### TASK INPUT ###
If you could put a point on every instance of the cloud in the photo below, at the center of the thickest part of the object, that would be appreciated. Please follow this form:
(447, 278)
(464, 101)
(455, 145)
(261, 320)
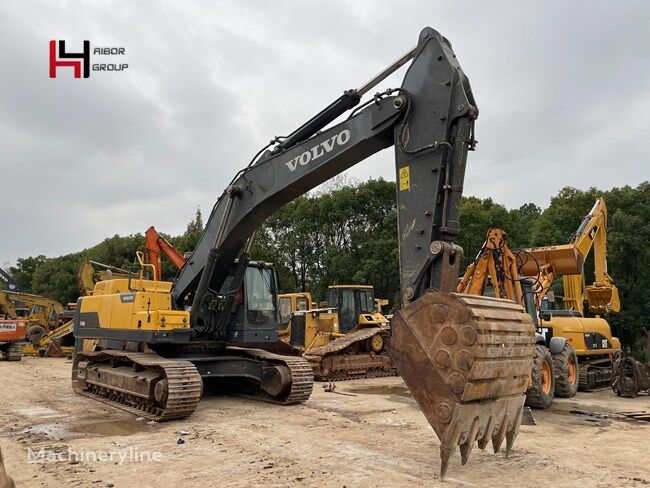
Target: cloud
###
The answer should be a bare number: how many lines of the material above include "cloud".

2